===== Extracto de la fuente

La esencia de la polémica consistía en establecer la distinción entre el arte abstracto y el arte figurativo para precisar la validez de una u otra tendencia dentro de nuestro país. Conscientes los contrincantes del desconocimiento general respecto al tema, trataron como primera medida de explicar los conceptos básicos para la comprensión del  asunto. Entonces ilustraba Alejandro:

Se ha convenido en llamar arte abstracto a una concepción artística surgida en Europa alrededor de 1910. Esta concepción excluye toda representación de personas, símbolos de personas, objetos y toda idea de representación naturalista. Por contraste se ha llamado figurativa a toda obra que, de algún modo, así sea el más encubierto, recurra a una representación imitativa de esos mismos seres y cosas de la naturaleza. Esta distinción surgió con el nacimiento del arte abstracto para poder referirse a un fenómeno que es diferente a todo cuanto había sido el arte tradicional (…)

==========

-- Instrucciones de trabajo --
• a. Convierte en una lista breve el párrafo del extracto que empieza con "Se ha convenido en llamar arte abstracto" y conserva sus datos principales.
• b. Según el extracto, ¿en qué lugar y hacia qué año surgió el arte abstracto?

===== Material

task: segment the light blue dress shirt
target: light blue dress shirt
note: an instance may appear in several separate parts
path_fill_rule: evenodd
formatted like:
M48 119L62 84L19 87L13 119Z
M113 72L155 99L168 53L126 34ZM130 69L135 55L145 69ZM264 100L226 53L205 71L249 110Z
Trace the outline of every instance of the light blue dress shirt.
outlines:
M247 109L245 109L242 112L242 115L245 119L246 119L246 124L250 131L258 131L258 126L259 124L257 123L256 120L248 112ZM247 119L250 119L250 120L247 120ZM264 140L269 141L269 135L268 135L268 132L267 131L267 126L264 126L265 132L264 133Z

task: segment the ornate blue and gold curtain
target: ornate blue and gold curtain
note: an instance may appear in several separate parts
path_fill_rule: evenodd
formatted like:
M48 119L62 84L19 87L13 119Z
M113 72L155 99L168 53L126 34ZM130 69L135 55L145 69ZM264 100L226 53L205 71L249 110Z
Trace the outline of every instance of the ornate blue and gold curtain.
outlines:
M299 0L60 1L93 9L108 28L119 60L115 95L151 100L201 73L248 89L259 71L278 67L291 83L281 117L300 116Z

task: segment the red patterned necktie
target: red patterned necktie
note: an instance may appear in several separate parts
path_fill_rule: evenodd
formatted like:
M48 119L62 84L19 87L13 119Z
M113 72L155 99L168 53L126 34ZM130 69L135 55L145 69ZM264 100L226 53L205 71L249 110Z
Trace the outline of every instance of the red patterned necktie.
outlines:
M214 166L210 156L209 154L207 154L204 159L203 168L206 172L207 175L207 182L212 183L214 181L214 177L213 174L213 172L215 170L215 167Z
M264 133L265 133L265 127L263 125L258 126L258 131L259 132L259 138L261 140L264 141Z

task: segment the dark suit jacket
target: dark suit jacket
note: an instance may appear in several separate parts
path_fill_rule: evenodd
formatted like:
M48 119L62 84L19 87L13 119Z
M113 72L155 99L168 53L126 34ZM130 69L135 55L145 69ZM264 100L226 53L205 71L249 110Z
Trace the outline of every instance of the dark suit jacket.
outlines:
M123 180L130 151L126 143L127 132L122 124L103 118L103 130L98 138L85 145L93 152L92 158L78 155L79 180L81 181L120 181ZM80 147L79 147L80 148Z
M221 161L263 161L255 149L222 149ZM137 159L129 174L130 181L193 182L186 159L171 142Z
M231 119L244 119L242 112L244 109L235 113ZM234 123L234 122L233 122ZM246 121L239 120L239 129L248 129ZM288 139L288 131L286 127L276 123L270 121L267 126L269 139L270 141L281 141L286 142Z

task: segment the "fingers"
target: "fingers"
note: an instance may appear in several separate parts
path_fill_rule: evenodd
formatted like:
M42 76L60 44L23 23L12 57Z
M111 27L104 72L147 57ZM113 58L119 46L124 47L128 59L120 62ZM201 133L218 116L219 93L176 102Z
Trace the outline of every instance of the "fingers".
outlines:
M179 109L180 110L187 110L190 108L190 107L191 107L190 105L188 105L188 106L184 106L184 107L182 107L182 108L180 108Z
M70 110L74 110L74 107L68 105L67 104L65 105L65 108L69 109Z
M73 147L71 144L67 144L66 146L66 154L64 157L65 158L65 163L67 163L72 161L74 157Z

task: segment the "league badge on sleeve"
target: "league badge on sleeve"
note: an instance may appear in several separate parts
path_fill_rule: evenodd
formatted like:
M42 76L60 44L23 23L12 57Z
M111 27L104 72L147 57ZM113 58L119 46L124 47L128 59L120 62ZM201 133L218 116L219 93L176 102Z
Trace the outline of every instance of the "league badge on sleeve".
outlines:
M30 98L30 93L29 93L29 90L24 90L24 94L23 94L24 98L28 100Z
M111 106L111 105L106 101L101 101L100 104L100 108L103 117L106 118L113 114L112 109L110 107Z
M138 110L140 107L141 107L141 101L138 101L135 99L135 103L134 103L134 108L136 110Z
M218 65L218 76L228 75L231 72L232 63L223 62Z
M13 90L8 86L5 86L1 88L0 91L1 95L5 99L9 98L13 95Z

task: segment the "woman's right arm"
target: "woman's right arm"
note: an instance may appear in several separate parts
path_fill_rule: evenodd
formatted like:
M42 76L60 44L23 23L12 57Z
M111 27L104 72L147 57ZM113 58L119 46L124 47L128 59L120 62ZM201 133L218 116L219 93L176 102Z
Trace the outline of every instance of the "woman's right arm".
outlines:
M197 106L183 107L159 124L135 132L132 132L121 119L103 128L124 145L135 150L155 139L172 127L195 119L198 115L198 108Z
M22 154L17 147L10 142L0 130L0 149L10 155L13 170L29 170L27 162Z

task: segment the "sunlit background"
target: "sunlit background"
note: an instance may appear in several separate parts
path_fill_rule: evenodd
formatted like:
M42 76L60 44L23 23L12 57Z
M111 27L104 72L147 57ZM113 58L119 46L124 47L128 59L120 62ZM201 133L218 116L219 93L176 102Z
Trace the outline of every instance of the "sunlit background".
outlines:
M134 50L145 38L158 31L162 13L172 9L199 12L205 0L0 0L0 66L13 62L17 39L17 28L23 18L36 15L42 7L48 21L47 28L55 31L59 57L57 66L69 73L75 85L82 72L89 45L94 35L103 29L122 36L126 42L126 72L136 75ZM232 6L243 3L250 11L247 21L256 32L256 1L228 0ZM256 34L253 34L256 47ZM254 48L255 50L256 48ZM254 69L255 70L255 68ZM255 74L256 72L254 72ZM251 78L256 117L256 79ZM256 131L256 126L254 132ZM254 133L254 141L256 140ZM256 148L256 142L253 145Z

==========

-- Soluciones --
• a.
- Arte abstracto: concepción artística surgida en Europa hacia 1910. Excluye toda representación de personas, símbolos de personas y objetos, y toda idea de representación naturalista.
- Arte figurativo: toda obra que recurre de algún modo, aunque sea muy encubierto, a una representación imitativa de esos seres y cosas de la naturaleza.
- Origen de la distinción: surgió con el nacimiento del arte abstracto para referirse a un fenómeno diferente de todo el arte tradicional.

• b. En Europa, alrededor de 1910.